| TEXTE FOURNI |
____________
Les cueilleurs de bois qui ne savaient pas qu'ils avaient créé le paysage italien moderne


L'un des textes fondamentaux de la peinture paysagère italienne moderne est une œuvre de Nino Costa (Giovanni Costa ; Rome, 1826 - Marina di Pisa, 1903) représentant des femmes ramassant du bois sur la côte d'Anzio.

En 1919, Giorgio De Chirico, âgé de 31 ans, publie dans Valori Plastici un compte rendu féroce de sa visite de ce qui est aujourd’hui la Galleria Nazionale d’Arte Moderna e Contemporanea à Rome. Pour le jeune peintre, il s’agit probablement d’une expérience angoissante et masochiste, une sorte de voyage dans une galerie des horreurs (ou plutôt: un “bedlam d’imbécillité picturale”, selon sa propre expression), dont le simple souvenir lui provoque encore des spasmes gastro-entériques, du moins à en juger par les stimuli physiques qu’il déclare avoir dû réprimer en écrivant l’article. Bien sûr, le jugement de De Chirico, et surtout celui du De Chirico polémique, susceptible et volage qui écrivait à l’époque dans Valori Plastici, doit être pris avec toute la prudence nécessaire, mais il est néanmoins intéressant de parcourir rapidement cet article pour comprendre ses orientations de l’époque et, si l’on est amateur du genre, pour s’amuser à lire les coups de fouet bruyants, brutaux et souvent gratuits que l’artiste réservait à ses confrères.
____________
| DONNÉES FOURNIES |
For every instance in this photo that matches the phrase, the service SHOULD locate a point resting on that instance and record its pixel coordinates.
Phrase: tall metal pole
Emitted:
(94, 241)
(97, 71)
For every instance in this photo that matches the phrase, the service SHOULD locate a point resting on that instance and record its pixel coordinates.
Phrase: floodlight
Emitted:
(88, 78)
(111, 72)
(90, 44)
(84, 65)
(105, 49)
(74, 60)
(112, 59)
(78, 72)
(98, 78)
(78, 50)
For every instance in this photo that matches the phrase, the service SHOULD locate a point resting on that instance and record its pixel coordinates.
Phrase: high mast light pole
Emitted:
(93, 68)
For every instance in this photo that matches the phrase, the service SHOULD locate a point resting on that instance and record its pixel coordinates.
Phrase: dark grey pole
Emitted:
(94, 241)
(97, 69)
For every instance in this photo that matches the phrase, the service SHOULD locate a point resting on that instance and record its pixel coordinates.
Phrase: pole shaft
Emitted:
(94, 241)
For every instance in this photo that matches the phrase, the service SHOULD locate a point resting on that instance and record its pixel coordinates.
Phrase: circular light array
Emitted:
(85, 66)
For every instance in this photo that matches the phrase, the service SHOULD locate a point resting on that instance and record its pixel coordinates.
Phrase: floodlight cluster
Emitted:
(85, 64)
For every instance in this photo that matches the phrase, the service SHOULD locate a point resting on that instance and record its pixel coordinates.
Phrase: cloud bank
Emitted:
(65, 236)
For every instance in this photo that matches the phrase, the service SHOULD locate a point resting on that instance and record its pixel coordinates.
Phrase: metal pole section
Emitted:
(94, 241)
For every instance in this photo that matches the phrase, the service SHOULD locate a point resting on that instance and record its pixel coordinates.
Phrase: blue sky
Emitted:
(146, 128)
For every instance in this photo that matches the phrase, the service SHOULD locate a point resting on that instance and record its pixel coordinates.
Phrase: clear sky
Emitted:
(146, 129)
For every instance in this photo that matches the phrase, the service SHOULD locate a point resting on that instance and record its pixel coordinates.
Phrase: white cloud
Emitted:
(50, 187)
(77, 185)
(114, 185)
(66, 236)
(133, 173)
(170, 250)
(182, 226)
____________
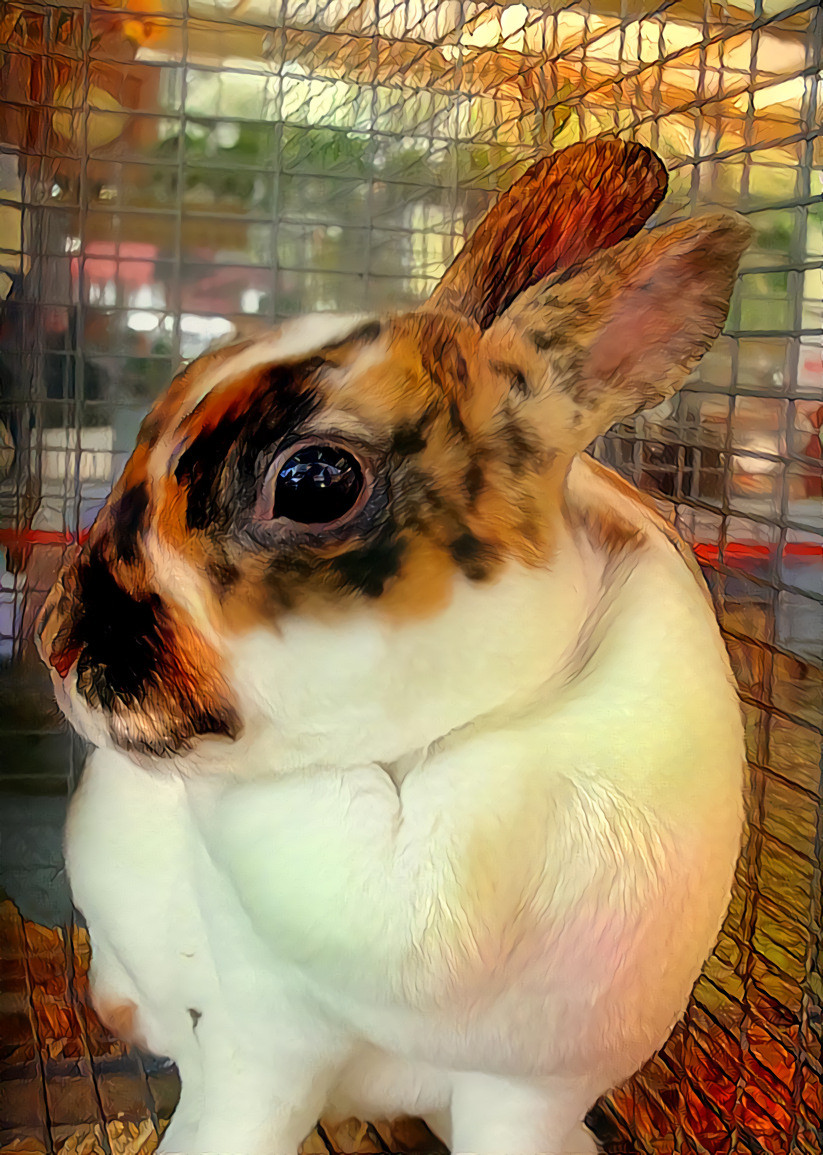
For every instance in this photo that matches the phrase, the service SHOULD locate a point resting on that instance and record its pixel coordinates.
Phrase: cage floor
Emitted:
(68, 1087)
____________
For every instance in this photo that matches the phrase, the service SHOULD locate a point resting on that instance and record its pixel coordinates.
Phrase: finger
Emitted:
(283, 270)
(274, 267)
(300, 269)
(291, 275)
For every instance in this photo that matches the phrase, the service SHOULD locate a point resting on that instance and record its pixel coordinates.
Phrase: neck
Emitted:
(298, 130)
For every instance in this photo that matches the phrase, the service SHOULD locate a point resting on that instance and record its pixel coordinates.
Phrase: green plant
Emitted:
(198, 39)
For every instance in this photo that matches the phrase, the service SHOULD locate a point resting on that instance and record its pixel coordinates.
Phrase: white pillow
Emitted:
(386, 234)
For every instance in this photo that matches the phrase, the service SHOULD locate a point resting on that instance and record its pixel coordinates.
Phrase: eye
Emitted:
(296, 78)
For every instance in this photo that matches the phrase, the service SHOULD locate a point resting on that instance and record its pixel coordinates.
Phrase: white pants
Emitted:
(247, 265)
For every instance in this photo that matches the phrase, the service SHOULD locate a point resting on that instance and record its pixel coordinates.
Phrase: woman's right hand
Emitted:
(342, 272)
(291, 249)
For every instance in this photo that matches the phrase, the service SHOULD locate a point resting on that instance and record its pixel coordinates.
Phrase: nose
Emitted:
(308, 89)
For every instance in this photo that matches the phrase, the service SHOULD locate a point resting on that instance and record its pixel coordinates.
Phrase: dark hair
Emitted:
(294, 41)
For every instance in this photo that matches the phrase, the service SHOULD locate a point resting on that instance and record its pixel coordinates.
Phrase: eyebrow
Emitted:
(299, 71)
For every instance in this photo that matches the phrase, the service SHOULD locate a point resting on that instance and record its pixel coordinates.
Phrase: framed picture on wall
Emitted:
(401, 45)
____________
| CONSIGNE 1 |
Répondez aux questions suivantes d'après le texte fourni.
(a) Dans quelle ville Nino Costa est-il mort ?
(b) Quel âge avait Giorgio De Chirico en 1919 ?
(c) Dans quelle publication De Chirico fait-il paraître son compte rendu ?
| CONSIGNE 2 |
Recopiez mot pour mot le passage du texte fourni qui commence par « L'un des textes » et se poursuit jusqu'à « la côte d'Anzio. ».

| RÉPONSE ATTENDUE 1 |
(a) À Marina di Pisa.
(b) 31 ans.
(c) Dans Valori Plastici.

| RÉPONSE ATTENDUE 2 |
L'un des textes fondamentaux de la peinture paysagère italienne moderne est une œuvre de Nino Costa (Giovanni Costa ; Rome, 1826 - Marina di Pisa, 1903) représentant des femmes ramassant du bois sur la côte d'Anzio.